= Work to be completed =
Pictures do not belong in the copy; retype the records below exactly.

(Stored data entries)
· · · · ·
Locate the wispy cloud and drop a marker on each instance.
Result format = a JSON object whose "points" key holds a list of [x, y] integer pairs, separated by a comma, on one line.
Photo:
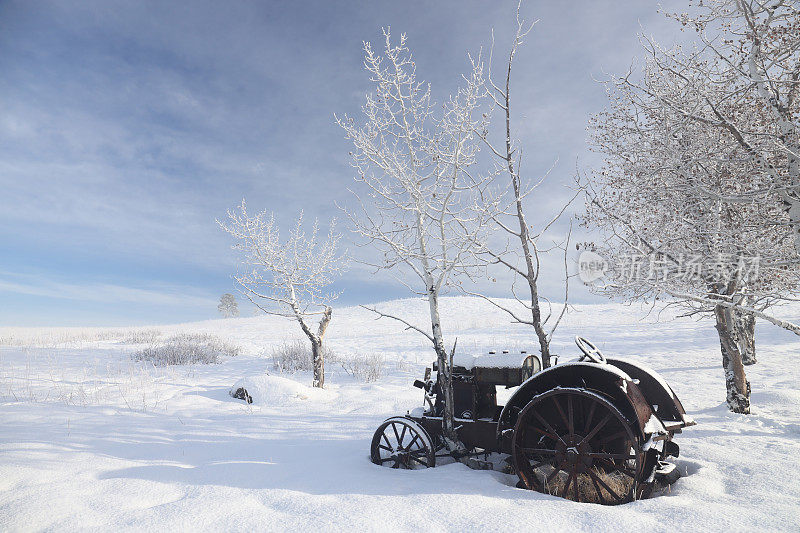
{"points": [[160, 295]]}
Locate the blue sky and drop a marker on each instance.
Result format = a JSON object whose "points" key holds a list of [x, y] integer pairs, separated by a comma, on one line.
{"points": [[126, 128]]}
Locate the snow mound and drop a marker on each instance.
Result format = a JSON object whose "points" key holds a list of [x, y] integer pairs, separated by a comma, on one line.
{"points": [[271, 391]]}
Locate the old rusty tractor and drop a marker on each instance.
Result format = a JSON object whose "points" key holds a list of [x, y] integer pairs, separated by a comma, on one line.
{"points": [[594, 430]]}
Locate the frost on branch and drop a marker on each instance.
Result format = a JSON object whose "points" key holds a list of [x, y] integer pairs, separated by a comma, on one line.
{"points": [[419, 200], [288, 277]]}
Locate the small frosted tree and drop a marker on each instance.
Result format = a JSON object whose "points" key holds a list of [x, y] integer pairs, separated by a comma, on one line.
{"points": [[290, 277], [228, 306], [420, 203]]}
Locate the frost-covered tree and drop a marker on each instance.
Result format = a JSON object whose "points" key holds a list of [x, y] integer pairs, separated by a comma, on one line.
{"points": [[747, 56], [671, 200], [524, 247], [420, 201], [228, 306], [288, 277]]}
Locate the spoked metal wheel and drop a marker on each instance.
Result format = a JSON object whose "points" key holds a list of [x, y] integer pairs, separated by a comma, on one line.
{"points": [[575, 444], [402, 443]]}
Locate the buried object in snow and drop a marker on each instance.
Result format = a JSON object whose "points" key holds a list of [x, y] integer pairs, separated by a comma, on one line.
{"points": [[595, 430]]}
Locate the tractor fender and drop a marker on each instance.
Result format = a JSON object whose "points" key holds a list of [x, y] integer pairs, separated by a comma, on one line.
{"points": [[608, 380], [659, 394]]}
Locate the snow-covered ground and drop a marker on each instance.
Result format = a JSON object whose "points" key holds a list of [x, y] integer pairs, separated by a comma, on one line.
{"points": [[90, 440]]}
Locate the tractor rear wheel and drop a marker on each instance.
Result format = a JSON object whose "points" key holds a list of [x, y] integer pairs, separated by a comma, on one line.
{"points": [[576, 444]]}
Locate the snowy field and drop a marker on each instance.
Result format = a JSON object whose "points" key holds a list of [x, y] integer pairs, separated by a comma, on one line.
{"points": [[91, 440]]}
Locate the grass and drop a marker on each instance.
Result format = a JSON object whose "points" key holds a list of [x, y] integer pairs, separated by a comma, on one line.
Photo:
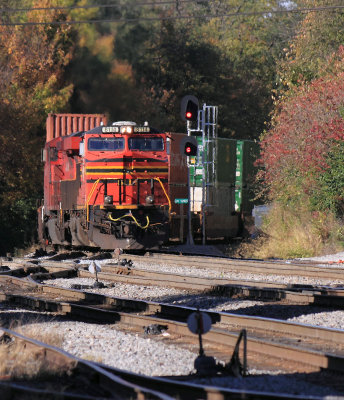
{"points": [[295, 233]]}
· · · · ·
= Written answer =
Locate the wispy cloud and drop a marker on each instance.
Result format = a JSON object whose "points" key holds a list of [x, y] integer pairs, separated by a comma, on one line.
Photo:
{"points": [[160, 295]]}
Locate the blue sky and drop a marker on each instance.
Result format = a JSON object whose "points" key holds a list of [x, y] integer pairs, separated by a comma, on one line.
{"points": [[126, 128]]}
Locate the snow mound and drop a marker on each instance.
Result format = a JSON object whose "points" key holds a list of [x, y] integer pairs, separated by a comma, on one line.
{"points": [[271, 391]]}
Locate the old rusty tractor and drop a marker on each instance.
Result format = a JSON object whose "points" key holds a list of [x, y] integer pairs, separated by a comma, on one line.
{"points": [[594, 430]]}
Locate the frost on branch and drop a marker on each instance.
Result format = a JSON object whose "points" key holds a list of [x, y] integer pairs, separated by a comma, on one line.
{"points": [[419, 200], [288, 277]]}
Locate the small frosted tree and drop a marker on each instance.
Result format = a JSON object whose "points" key holds a list of [x, y] integer pairs, separated by a comma, on one line.
{"points": [[290, 277], [228, 306], [420, 203]]}
Locate the frost-covered tree and drop a marker on each instance.
Result format = a JSON object whose "points" key holds a list of [x, y] integer pairs, separated by a comma, on one line.
{"points": [[747, 56], [671, 200], [524, 247], [420, 201], [228, 306], [288, 277]]}
Locate the spoked metal wheel and drop a marker on each instance.
Result format = a JSON object whose "points" key holds a list of [x, y] integer pairs, separated by a comma, on one line.
{"points": [[575, 444], [402, 443]]}
Locate the buried object in snow and drop a marker on each instance.
Result format = a JSON object whose "points" key holds a list of [x, y] integer pairs, separated by a comma, on one line.
{"points": [[595, 430]]}
Locate the tractor fender and drop a marker on each instance.
Result format = a JSON object whose "points" key holds a list of [x, y] integer pairs, separated by a comma, on one line.
{"points": [[608, 380], [659, 394]]}
Locate the snow-covered ground and drop a marker on each instance.
Result format = a JSON object whose "points" key holds a list of [x, y] integer pairs, separated by a comma, on one line.
{"points": [[90, 440]]}
Locate the tractor rear wheel and drop a marker on each instance.
Result format = a JSON object whose "points" key holds a list of [x, y] integer pairs, separated by a comma, on one line.
{"points": [[576, 444]]}
Locate the snowy field and drop a marker on each instance.
Result format = a JSON object whose "points" key holds a list of [x, y] integer pairs, separated by a comma, on one line.
{"points": [[91, 440]]}
Locate the grass and drop a marker on each instance.
Result format = a JSON object whose "points" key holds a list of [x, y] integer pairs, separated by a comma, on one line.
Photo:
{"points": [[295, 233]]}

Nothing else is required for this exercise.